» DIRECTIVE
Retype exactly the lines that run from the line with "QA pass: verify that each green" to the final line of the entries, keeping both ends and nothing else.

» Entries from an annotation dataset
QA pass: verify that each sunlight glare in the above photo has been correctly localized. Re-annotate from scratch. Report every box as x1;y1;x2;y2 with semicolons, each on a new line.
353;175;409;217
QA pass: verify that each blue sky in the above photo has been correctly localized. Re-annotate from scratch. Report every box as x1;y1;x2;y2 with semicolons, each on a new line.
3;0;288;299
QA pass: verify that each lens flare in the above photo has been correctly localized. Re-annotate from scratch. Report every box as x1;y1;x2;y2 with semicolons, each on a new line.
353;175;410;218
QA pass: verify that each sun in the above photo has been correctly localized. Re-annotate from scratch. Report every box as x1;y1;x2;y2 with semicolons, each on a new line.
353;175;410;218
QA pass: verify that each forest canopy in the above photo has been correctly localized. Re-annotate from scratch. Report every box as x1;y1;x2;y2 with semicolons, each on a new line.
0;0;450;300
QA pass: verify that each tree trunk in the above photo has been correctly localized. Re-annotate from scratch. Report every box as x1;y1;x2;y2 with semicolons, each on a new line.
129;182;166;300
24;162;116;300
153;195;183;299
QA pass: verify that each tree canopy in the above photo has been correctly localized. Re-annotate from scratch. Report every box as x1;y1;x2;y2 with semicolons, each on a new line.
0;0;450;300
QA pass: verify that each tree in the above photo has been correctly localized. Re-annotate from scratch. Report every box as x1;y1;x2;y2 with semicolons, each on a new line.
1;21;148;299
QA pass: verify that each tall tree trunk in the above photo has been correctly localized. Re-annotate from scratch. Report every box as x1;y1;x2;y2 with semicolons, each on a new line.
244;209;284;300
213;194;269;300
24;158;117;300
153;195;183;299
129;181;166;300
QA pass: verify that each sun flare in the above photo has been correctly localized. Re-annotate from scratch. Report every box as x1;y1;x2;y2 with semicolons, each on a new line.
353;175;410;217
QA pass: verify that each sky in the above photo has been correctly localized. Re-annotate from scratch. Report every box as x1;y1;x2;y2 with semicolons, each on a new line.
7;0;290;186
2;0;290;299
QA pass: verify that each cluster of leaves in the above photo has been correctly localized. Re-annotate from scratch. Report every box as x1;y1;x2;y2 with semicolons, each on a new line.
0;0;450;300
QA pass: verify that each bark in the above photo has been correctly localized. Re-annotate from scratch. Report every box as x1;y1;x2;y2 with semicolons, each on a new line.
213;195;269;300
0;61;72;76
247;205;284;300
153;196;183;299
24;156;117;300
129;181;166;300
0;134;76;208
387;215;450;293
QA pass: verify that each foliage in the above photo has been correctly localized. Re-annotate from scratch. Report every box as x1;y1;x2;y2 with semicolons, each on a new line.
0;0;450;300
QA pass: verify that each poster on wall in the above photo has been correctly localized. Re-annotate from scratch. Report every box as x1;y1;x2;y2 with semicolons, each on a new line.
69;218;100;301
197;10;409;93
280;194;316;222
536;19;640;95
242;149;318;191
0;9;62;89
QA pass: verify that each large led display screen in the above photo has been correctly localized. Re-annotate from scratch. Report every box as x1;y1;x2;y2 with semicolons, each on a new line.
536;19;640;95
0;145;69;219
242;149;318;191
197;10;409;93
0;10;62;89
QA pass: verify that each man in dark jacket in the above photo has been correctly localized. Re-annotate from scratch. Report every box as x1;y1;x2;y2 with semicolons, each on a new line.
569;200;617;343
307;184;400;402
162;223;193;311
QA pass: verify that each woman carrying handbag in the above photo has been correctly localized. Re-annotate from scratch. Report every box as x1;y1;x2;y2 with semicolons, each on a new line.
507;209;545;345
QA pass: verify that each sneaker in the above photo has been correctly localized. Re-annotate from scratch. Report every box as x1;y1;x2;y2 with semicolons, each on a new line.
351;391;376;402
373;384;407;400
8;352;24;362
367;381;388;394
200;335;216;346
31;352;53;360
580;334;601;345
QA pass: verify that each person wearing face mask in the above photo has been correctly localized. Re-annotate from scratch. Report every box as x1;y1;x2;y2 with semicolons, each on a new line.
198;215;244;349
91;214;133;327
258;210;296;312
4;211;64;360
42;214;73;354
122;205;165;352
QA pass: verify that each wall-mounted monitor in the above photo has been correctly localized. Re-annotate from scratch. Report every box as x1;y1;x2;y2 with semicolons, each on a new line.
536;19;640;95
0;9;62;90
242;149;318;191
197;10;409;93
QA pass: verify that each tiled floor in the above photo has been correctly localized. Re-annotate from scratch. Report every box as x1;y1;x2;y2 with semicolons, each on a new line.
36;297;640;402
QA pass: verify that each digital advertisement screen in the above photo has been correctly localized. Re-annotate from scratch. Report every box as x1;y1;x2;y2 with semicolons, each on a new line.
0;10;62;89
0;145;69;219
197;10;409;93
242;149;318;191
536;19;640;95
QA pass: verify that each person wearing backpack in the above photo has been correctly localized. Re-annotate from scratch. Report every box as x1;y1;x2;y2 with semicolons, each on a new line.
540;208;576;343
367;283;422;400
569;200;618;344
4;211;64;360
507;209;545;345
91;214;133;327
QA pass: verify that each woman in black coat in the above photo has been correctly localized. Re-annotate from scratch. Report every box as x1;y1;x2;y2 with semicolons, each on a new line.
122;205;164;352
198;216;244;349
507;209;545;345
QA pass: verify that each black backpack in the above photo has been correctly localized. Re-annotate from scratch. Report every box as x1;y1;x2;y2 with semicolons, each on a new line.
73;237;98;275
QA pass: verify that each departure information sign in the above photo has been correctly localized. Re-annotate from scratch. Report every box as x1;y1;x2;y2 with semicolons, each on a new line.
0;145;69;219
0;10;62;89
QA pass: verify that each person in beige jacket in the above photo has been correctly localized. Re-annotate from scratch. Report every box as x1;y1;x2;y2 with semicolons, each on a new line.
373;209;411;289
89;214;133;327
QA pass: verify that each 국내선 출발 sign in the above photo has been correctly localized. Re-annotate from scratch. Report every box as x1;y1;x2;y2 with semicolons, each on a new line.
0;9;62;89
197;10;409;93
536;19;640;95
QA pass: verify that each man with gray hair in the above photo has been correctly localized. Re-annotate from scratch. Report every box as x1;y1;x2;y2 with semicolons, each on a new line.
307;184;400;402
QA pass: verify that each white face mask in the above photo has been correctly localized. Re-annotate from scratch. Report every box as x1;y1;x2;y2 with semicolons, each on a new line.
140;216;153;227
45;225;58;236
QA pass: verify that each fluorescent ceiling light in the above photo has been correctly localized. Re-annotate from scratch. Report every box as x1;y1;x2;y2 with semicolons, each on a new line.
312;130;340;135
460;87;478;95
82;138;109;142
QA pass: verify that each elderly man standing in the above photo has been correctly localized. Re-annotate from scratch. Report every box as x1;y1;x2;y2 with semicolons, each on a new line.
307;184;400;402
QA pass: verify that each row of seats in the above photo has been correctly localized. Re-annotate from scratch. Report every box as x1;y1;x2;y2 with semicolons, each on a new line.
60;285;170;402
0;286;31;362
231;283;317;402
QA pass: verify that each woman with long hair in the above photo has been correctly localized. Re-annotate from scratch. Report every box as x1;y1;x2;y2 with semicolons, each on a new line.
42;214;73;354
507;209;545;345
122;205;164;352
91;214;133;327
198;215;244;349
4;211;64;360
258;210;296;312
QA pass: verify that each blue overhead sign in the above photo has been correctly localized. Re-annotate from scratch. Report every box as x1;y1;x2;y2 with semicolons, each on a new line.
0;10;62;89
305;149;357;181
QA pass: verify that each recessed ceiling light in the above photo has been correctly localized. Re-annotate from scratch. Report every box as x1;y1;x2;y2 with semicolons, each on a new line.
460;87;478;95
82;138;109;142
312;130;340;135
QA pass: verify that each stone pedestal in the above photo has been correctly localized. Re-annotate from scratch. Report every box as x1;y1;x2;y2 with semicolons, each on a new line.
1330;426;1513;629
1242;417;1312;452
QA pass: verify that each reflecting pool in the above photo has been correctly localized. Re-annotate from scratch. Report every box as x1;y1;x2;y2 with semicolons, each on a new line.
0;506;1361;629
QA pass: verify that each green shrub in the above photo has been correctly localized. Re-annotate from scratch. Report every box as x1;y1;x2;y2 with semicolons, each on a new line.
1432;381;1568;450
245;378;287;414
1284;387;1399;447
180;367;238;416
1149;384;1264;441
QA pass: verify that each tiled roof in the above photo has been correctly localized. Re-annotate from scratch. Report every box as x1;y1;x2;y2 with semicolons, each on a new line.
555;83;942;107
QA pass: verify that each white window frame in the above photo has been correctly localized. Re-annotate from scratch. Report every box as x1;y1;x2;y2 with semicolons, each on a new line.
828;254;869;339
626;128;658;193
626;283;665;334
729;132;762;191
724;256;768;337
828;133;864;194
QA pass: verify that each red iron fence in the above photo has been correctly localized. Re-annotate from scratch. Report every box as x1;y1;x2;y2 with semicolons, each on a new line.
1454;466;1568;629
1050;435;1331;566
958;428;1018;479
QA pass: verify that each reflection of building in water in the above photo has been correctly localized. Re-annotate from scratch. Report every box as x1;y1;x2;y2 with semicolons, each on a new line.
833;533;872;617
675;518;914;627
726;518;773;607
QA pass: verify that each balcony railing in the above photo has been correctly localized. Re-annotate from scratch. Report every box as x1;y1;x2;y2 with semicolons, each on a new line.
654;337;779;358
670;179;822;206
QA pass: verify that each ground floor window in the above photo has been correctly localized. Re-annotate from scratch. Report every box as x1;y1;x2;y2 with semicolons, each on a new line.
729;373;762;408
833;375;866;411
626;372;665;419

» THE RESPONSE
QA pass: verify that each green shrub in the above photo has been correctly localized. Re-annotate from scratch. Report every box as x1;y1;x2;y2 with semicolons, each on a new line.
1432;381;1568;450
245;378;287;414
1284;387;1399;447
180;367;238;416
1149;384;1264;441
QA pass: verify that each tiled roof in the above photo has been correctly localized. Re-annotate from scratch. Report every box as x1;y1;x2;y2 with semicolons, each on a new line.
555;83;942;107
QA pass: verify that each white window frame in the above photo has been correctly localized. Re-annotate from scratch. Report every box as x1;y1;x2;y2 with semicolons, each on a new line.
828;254;869;339
626;128;658;193
626;283;665;334
729;132;762;191
724;256;768;337
828;133;864;194
QA pass: verify that each red iron fence in the above photo has been correctly localized. Re-annotate from scratch. Report every box as x1;y1;x2;y2 with semicolons, each on a new line.
1454;466;1568;629
1050;435;1331;566
958;428;1018;479
QA pass: verify that each reflection of building in water in the above photo has been correctly localized. Re-annotate from scratch. Report every box as x1;y1;x2;y2 with semicolons, each on a new line.
833;533;872;617
675;518;914;627
726;518;773;607
QA pass: verify that each balcony railing in the above photo has been correctly localized. Re-annotate from scratch. Report every box as x1;y1;x2;y2 with semicolons, each on a new line.
654;337;779;358
670;179;822;206
QA pass: verify that each ground floor window in the above photo has been correctly localized. Re-annotate from scratch. Report every box as x1;y1;x2;y2 with semicolons, each on a new line.
729;373;762;408
833;375;866;411
626;372;665;419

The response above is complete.